Provided text:
┌──
Cyrill Gorcunov a écrit :
> [Eric Dumazet - Mon, Nov 10, 2008 at 03:23:00PM +0100]
>> Andi Kleen a écrit :
>>> Eric Dumazet <dada1@cosmosbay.com> writes:
>>>
>>>> diff --git a/arch/x86/oprofile/op_model_ppro.c b/arch/x86/oprofile/op_model_ppro.c
>>>> index 3f1b81a..716d26f 100644
>>>> --- a/arch/x86/oprofile/op_model_ppro.c
>>>> +++ b/arch/x86/oprofile/op_model_ppro.c
>>>> @@ -69,7 +69,7 @@ static void ppro_setup_ctrs(struct op_msrs const * const msrs)
>>>>  	int i;
>>>>   	if (!reset_value) {
>>>> -		reset_value = kmalloc(sizeof(unsigned) * num_counters,
>>>> +		reset_value = kmalloc(sizeof(reset_value[0]) * num_counters,
>>> Thanks for tracking this down.
>>>
>>> But that still doesn't explain why 2.6.27 fails too?
>> Desesperatly Seeking Oprofile, next round.
>>
>> I know *nothing* about APIC but spent few hours to try several tricks
>> and finally found something.
>>
>> It solved my problem : oprofile can run several hours without
>> any freeze of NMI on any core.
>>
>> # grep NMI /proc/interrupts
>> NMI:   10902884    9635871   10333815    8372989    7971483    8298373    8877495   10206963   Non-maskable interrupts
>> ...
>> # grep NMI /proc/interrupts
>> NMI:   15518834   14340713   15038694   13078235   12676585   13003394   13582115   14912146   Non-maskable interrupts
>>
>>
>> Can anybody understand and explain what is happening ?
>>
>> Is it a software or hardware problem ?
>>
>> [PATCH] oprofile: re-arm APIC_DM_NMI in ppro_check_ctrs()
>>
>> While using oprofile on my HP BL460c G1, (two quad core intel E5450 CPU),
>> I noticed that one CPU after the other could not get anymore NMI.
└──
Data shown:
┌──
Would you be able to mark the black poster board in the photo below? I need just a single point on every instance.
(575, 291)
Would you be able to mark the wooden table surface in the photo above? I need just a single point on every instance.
└──
Problems to work on:
(a) In the oprofile thread, what machine and CPUs was oprofile running on when one CPU after another stopped receiving NMIs?
(b) In the oprofile thread, how would you shorten the paragraph beginning "It solved my problem" to a single sentence that keeps its main facts?
(c) Write the next part of the oprofile thread, starting after its last sentence.

Exercise responses:
(a) An HP BL460c G1 with two quad-core Intel E5450 CPUs.

(b) The fix lets oprofile run for several hours without NMIs freezing on any core.

(c)
>>
>> After a while, all cores where blocked (ie not generating events for oprofile)
>> I tried all major linux versions and all where affected by this freeze.
>>
>> I found that we have to re-arm APIC_DM_NMI *before* writing to MSR counter
>> when we get event notification.
>>
>> Signed-off-by: Eric Dumazet <dada1@cosmosbay.com>
>> arch/x86/oprofile/op_model_ppro.c |    8 +++++---
>> 1 files changed, 5 insertions(+), 3 deletions(-)
> 
> | diff --git a/arch/x86/oprofile/op_model_ppro.c b/arch/x86/oprofile/op_model_ppro.c
> | index 3f1b81a..7b142da 100644
> | --- a/arch/x86/oprofile/op_model_ppro.c
> | +++ b/arch/x86/oprofile/op_model_ppro.c
> | @@ -132,13 +132,15 @@ static int ppro_check_ctrs(struct pt_regs * const regs,
> |  		rdmsrl(msrs->counters[i].addr, val);
> |  		if (CTR_OVERFLOWED(val)) {
> |  			oprofile_add_sample(regs, i);
> | +			/*
> | +			 * We need to unmask the apic vector *before*
> | +			 * writing reset_value to msr counter
> | +			 */
> | +			apic_write(APIC_LVTPC, APIC_DM_NMI);
> |  			wrmsrl(msrs->counters[i].addr, -reset_value[i]);
> |  		}
> |  	}
> |  
> | -	/* Only P6 based Pentium M need to re-unmask the apic vector but it
> | -	 * doesn't hurt other P6 variant */
> | -	apic_write(APIC_LVTPC, apic_read(APIC_LVTPC) & ~APIC_LVT_MASKED);
> |  
> |  	/* We can't work out if we really handled an interrupt. We
> |  	 * might have caught a *second* counter just after overflowing
> 
> Hi Eric,
> 
> for the record
> 
> 	apic_write(APIC_LVTPC, APIC_DM_NMI);
> 
> is not just 'unmask' but also *zeroify* (not sure if I wrote this
> word right :) all fields when the origianl code was just 'unmasking'
> TPC register
> 
> 	apic_write(APIC_LVTPC, apic_read(APIC_LVTPC) & ~APIC_LVT_MASKED);
> 
> that is why apic_read() was in former.
> 

Well, given that APIC_LVTPC is initialized by oprofile init to value APIC_DM_NMI,
I avoid an apic_read() and just write APIC_DM_NMI again...

Presumably, apic_read(APIC_LVTPC) should return APIC_DM_NMI or APIC_DM_NMI|APIC_LVT_MASKED

Thanks


^ permalink raw reply	[flat|nested] 21+ messages in thread

* Re: [PATCH] oprofile: re-arm APIC_DM_NMI in ppro_check_ctrs()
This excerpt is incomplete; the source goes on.